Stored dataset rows

--- START ---

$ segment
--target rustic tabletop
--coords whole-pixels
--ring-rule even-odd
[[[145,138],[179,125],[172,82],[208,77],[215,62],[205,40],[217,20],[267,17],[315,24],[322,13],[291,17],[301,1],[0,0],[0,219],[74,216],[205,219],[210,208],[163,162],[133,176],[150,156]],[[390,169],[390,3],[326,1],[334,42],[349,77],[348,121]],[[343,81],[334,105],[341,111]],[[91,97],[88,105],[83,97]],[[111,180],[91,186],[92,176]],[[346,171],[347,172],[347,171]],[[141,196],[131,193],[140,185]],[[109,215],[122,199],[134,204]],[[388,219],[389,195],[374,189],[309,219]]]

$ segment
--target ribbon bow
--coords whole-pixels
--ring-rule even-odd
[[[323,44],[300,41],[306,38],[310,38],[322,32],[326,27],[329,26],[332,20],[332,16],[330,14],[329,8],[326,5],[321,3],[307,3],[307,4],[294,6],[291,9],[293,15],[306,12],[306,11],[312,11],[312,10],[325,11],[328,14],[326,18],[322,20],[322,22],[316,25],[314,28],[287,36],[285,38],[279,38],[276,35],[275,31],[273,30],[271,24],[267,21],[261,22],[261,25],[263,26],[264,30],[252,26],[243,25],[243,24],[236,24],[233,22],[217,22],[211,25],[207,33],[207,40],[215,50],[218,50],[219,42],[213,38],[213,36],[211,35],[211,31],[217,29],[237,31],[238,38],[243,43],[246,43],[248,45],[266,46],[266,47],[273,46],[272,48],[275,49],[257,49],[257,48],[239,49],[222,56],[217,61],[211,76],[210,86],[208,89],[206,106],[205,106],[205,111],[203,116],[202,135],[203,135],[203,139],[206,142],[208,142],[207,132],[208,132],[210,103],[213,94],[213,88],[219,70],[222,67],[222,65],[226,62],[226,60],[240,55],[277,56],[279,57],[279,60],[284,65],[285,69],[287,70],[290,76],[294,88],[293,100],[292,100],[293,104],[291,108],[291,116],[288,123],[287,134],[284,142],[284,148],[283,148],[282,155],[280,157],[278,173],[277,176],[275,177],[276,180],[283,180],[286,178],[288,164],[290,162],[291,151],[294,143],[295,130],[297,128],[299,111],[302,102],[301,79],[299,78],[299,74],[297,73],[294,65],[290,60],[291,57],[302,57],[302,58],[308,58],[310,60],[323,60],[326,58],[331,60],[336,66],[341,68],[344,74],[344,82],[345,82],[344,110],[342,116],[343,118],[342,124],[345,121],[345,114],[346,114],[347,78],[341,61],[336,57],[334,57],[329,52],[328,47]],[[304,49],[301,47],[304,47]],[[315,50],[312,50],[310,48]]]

--- END ---

Pull out every line of the rows above and reproduce each one without changing a character.

** Reply **
$ segment
--target rustic tabletop
--coords whole-pixels
--ring-rule even-odd
[[[145,138],[179,125],[172,82],[208,77],[215,62],[205,40],[217,20],[267,17],[315,24],[322,13],[291,17],[301,1],[0,0],[0,219],[74,216],[205,219],[210,208],[163,162],[133,176],[150,156]],[[390,169],[390,3],[326,1],[334,42],[349,77],[348,121]],[[343,81],[334,105],[341,111]],[[91,97],[88,105],[83,97]],[[111,180],[91,186],[92,176]],[[346,171],[347,172],[347,171]],[[141,196],[131,193],[140,185]],[[109,215],[122,199],[134,204]],[[388,219],[389,195],[374,189],[309,219]]]

$ segment
--target ribbon bow
--coords whole-pixels
--ring-rule even-odd
[[[323,44],[300,41],[306,38],[310,38],[322,32],[326,27],[329,26],[332,20],[332,16],[330,14],[329,8],[326,5],[321,3],[307,3],[307,4],[294,6],[291,9],[293,15],[306,12],[306,11],[312,11],[312,10],[325,11],[328,14],[326,18],[322,20],[322,22],[316,25],[314,28],[287,36],[285,38],[279,38],[276,35],[275,31],[273,30],[271,24],[267,21],[261,22],[261,25],[263,26],[264,30],[252,26],[243,25],[243,24],[236,24],[233,22],[217,22],[211,25],[207,33],[207,40],[215,50],[218,50],[219,42],[213,38],[213,36],[211,35],[211,31],[217,29],[237,31],[238,38],[243,43],[246,43],[248,45],[266,46],[266,47],[273,46],[272,48],[275,49],[257,49],[257,48],[239,49],[222,56],[217,61],[211,76],[210,86],[208,89],[206,106],[205,106],[205,111],[203,116],[202,135],[203,135],[203,139],[206,142],[208,142],[207,132],[208,132],[210,103],[213,94],[213,88],[219,70],[222,67],[222,65],[226,62],[226,60],[240,55],[277,56],[279,57],[279,60],[284,65],[285,69],[287,70],[290,76],[294,88],[293,100],[292,100],[293,104],[291,108],[291,116],[288,123],[287,134],[284,142],[284,148],[283,148],[282,155],[280,157],[278,173],[277,176],[275,177],[276,180],[283,180],[286,178],[288,164],[290,162],[291,151],[294,143],[295,130],[297,128],[299,111],[302,102],[301,79],[299,78],[299,74],[297,73],[294,65],[290,60],[291,57],[302,57],[302,58],[308,58],[310,60],[323,60],[326,58],[331,60],[336,66],[341,68],[344,74],[344,82],[345,82],[344,110],[342,116],[343,118],[342,124],[345,121],[345,114],[346,114],[347,78],[341,61],[336,57],[334,57],[329,52],[328,47]],[[304,49],[301,47],[304,47]],[[315,50],[312,50],[310,48]]]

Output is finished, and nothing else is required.